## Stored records
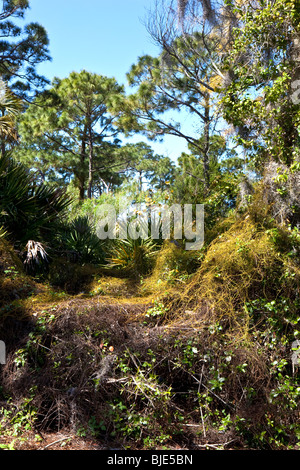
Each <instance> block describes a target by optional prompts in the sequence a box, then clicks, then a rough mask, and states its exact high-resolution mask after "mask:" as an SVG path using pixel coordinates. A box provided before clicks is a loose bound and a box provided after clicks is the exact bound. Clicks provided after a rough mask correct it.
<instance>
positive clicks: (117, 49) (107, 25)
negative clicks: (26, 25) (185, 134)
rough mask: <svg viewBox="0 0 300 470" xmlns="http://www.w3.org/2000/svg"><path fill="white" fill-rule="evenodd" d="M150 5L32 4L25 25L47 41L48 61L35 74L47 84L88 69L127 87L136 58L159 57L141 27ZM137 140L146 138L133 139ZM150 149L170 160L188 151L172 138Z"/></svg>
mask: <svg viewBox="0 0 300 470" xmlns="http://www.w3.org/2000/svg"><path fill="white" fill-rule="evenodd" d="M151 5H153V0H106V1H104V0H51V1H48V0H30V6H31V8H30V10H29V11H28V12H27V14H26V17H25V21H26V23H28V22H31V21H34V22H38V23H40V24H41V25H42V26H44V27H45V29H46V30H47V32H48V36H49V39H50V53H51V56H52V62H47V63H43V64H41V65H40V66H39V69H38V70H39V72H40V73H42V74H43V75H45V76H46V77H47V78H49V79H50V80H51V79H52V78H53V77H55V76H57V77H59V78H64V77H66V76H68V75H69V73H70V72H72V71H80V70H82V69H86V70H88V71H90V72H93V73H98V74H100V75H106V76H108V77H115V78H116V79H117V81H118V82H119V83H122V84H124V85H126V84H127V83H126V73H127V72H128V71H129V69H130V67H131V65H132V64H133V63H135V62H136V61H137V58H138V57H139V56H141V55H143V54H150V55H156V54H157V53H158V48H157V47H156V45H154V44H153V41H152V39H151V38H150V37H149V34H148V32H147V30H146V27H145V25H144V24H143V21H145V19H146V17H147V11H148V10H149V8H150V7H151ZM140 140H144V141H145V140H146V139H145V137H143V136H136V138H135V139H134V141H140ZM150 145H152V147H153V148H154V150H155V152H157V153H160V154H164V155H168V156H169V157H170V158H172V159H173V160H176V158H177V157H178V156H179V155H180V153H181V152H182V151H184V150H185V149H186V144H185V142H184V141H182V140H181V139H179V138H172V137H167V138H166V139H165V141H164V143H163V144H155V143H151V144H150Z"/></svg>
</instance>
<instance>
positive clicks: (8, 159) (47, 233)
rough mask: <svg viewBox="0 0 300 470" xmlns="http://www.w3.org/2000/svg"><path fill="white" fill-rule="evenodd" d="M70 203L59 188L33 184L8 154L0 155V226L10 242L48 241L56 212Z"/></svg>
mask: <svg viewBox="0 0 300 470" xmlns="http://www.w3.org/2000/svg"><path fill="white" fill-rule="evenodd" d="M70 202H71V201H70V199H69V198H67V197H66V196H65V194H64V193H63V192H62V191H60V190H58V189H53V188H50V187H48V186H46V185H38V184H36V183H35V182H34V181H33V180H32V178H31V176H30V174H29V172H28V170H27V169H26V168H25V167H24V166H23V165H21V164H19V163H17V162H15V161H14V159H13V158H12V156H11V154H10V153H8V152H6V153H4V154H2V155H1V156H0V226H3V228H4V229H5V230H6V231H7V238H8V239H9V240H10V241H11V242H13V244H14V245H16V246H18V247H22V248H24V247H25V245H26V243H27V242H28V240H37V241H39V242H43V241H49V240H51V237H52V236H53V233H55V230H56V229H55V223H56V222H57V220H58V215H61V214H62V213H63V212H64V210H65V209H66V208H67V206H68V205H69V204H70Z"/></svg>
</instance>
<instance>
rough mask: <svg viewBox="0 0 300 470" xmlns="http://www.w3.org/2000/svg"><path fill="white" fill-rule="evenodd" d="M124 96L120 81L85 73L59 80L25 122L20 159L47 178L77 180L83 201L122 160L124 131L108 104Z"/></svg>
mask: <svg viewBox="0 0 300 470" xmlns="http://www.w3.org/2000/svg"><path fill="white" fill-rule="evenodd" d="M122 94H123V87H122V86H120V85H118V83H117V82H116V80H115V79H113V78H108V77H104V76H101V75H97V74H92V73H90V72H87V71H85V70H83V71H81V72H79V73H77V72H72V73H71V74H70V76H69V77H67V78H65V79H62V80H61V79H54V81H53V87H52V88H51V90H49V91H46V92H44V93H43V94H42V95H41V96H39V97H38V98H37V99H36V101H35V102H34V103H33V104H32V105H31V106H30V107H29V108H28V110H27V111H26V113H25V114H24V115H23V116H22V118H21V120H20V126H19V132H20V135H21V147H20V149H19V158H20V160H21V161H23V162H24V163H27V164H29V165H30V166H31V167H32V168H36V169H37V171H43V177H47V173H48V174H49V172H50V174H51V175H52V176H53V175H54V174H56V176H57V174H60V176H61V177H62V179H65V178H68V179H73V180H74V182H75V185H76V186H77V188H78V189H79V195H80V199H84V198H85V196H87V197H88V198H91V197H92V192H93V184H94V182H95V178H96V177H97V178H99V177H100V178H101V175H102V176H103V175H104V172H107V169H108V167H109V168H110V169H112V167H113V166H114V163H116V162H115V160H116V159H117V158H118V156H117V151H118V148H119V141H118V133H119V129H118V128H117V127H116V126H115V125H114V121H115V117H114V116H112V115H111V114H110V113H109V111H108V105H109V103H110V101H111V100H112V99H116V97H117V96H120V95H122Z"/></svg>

## Instructions to follow
Write the entries above out again exactly, but not the pictures.

## Task result
Each <instance> block describes a target by optional prompts in the sequence a box, then clicks, then a rough mask, and states its exact high-resolution mask after "mask:" as an SVG path using pixel coordinates. A box provided before clicks is a loose bound and a box provided after clicks is the exact bound. Clicks provided after a rough mask correct it.
<instance>
positive clicks: (117, 49) (107, 25)
negative clicks: (26, 25) (185, 134)
rough mask: <svg viewBox="0 0 300 470" xmlns="http://www.w3.org/2000/svg"><path fill="white" fill-rule="evenodd" d="M150 5L32 4L25 25L47 41L48 61L35 74L47 84L88 69L127 87L136 58L159 57L141 27ZM137 140L146 138L133 139ZM150 149L170 160L188 151L172 138Z"/></svg>
mask: <svg viewBox="0 0 300 470" xmlns="http://www.w3.org/2000/svg"><path fill="white" fill-rule="evenodd" d="M151 5H153V0H106V1H104V0H51V1H48V0H30V6H31V8H30V10H29V11H28V12H27V14H26V17H25V21H26V23H28V22H31V21H34V22H38V23H40V24H41V25H42V26H44V27H45V29H46V30H47V32H48V36H49V39H50V53H51V56H52V62H47V63H43V64H41V65H40V66H39V69H38V70H39V72H40V73H42V74H43V75H45V76H46V77H47V78H49V79H50V80H51V79H52V78H53V77H55V76H57V77H59V78H64V77H66V76H68V75H69V73H70V72H72V71H80V70H82V69H86V70H88V71H90V72H93V73H98V74H100V75H106V76H108V77H115V78H116V79H117V81H118V82H119V83H122V84H124V85H126V84H127V83H126V73H127V72H128V71H129V69H130V67H131V65H132V64H133V63H135V62H136V61H137V58H138V57H139V56H141V55H143V54H150V55H156V54H157V53H158V48H157V47H156V45H154V44H153V41H152V39H151V38H150V37H149V34H148V32H147V30H146V27H145V25H144V24H143V21H145V19H146V17H147V11H148V10H149V8H150V7H151ZM140 140H144V141H145V140H146V139H145V137H143V136H136V138H135V139H134V141H140ZM150 145H152V147H153V148H154V150H155V152H157V153H160V154H164V155H168V156H169V157H170V158H172V159H173V160H176V158H177V157H178V156H179V155H180V153H181V152H182V151H184V150H185V149H186V144H185V142H184V141H182V140H181V139H179V138H172V137H167V138H166V139H165V141H164V143H163V144H155V143H151V144H150Z"/></svg>
</instance>
<instance>
positive clicks: (8, 159) (47, 233)
rough mask: <svg viewBox="0 0 300 470" xmlns="http://www.w3.org/2000/svg"><path fill="white" fill-rule="evenodd" d="M70 203L59 188L33 184L8 154L0 155V226L10 242L48 241L56 212Z"/></svg>
mask: <svg viewBox="0 0 300 470" xmlns="http://www.w3.org/2000/svg"><path fill="white" fill-rule="evenodd" d="M70 202H71V201H70V199H69V198H67V197H66V196H65V194H64V193H63V192H62V191H60V190H58V189H53V188H50V187H48V186H46V185H38V184H36V183H35V182H34V181H33V180H32V178H31V176H30V174H29V172H28V170H27V169H26V168H25V167H24V166H23V165H21V164H19V163H17V162H15V161H14V159H13V158H12V156H11V154H10V153H8V152H6V153H4V154H2V155H1V156H0V226H3V228H4V229H5V230H6V231H7V238H8V239H9V240H10V241H11V242H13V244H14V245H16V246H18V247H22V248H24V247H25V245H26V243H27V242H28V240H37V241H39V242H43V241H49V240H51V237H52V236H53V233H55V230H56V229H55V223H56V222H57V220H58V215H61V214H62V213H63V212H64V210H65V209H66V208H67V206H68V205H69V204H70Z"/></svg>
</instance>
<instance>
rough mask: <svg viewBox="0 0 300 470" xmlns="http://www.w3.org/2000/svg"><path fill="white" fill-rule="evenodd" d="M124 96L120 81L85 73L59 80L25 122L20 159L47 178L77 180L83 201L122 160L124 131L108 104Z"/></svg>
mask: <svg viewBox="0 0 300 470" xmlns="http://www.w3.org/2000/svg"><path fill="white" fill-rule="evenodd" d="M122 94H123V87H122V86H120V85H118V83H117V82H116V80H115V79H113V78H108V77H104V76H101V75H97V74H92V73H90V72H87V71H85V70H83V71H81V72H79V73H77V72H72V73H71V74H70V76H69V77H67V78H65V79H62V80H61V79H54V81H53V87H52V88H51V90H49V91H46V92H44V93H43V94H42V95H41V96H39V97H38V98H37V99H36V101H35V102H34V103H33V104H32V105H31V106H30V107H29V108H28V110H27V111H26V113H25V114H24V115H23V116H22V118H21V120H20V126H19V132H20V135H21V147H20V149H19V158H20V160H21V161H23V162H24V163H27V164H29V165H30V166H31V167H32V168H36V169H37V171H43V177H47V173H48V174H49V172H50V174H51V175H52V176H53V175H54V174H56V176H57V174H60V176H61V177H62V179H65V178H68V179H73V180H74V182H75V185H76V186H77V188H78V189H79V195H80V199H84V198H85V196H87V197H88V198H91V197H92V192H93V184H94V182H95V178H96V177H97V178H99V177H100V178H101V175H102V176H103V175H104V172H107V169H108V167H109V168H110V169H112V167H113V166H114V163H116V162H115V160H116V159H117V158H118V156H117V151H118V148H119V141H118V133H119V129H118V128H117V127H116V126H115V125H114V121H115V117H114V116H112V115H111V114H110V113H109V111H108V105H109V103H110V101H111V100H112V99H116V97H117V96H120V95H122Z"/></svg>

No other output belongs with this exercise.